- _SELECTED EXCERPT_
┌──

Despite liberal tears, Joint Resolutions NOT subject to referral in South Dakota, per Supreme Court

Remember this blaring headline a couple weeks back from the liberals declaring that a legislative joint resolution was subject to referendum:

Instead of pretend experts, people who went to law school and know a thing or two weighed in today on the topic. And they unanimously disagreed:

The South Dakota Supreme Court ruled Thursday that Dakotans for Health cannot refer House Joint Resolution 5003 for a vote of the people because it is not a law. South Dakotans have the ability to refer laws passed by the Legislature to a vote, but the resolution doesn’t qualify, the court ruled.

“HJR 5003 is not a law enacted by the Legislature,” wrote Chief Justice Steven Jensen. “It does not contain an enacting clause and was not submitted to the governor for signature or veto.”

and..

HJR 5003 is a proposed constitutional amendment that will go to voters during the primary election in June. If voters approve the measure, it would require that any future initiated measure or constitutional amendment that obligates the state to spend $10 million or more within five years require approval by three-fifths of all voters.

Read that all here.

Looks like we’re going to be voting on a constitutional amendment in the next primary, as affirmed by the State Supreme Court.

14 thoughts on “Despite liberal tears, Joint Resolutions NOT subject to referral in South Dakota, per Supreme Court”

  1. The referred measure is really about fiscal responsibility, not stopping medicaid expansion per se. Even the legislature needs a 2/3 majority to increase taxes. Why shouldn’t a vote of the people to raise taxes require 60% to pass?

  2. It is a good idea in spirit, but any dollar amount specified is arbitrary, unfortunately, which means it doesn’t have support of the common sense.

    Why not just refer them all, regardless of the amount. Today’s 10 million, after all, is tomorrow’s Thune-driven inflationary value as yet to be determined.

└──

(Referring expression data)
┌──

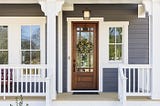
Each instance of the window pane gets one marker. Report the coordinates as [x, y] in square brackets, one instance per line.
[119, 52]
[25, 57]
[25, 37]
[3, 57]
[3, 37]
[112, 35]
[119, 34]
[3, 44]
[35, 57]
[35, 40]
[111, 52]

└──

- _WHAT YOU WILL DO_
Answer these questions about the post on the joint resolution ruling:
1. Which group did the court say cannot refer House Joint Resolution 5003?
2. Which justice wrote that HJR 5003 is not a law enacted by the Legislature?
3. Under the proposed amendment, what amount of state spending within five years would trigger the three-fifths approval requirement?
The entries have nothing to do with this.

- _RESPONSE TO THE TASK_
1. Dakotans for Health.
2. Chief Justice Steven Jensen.
3. $10 million or more.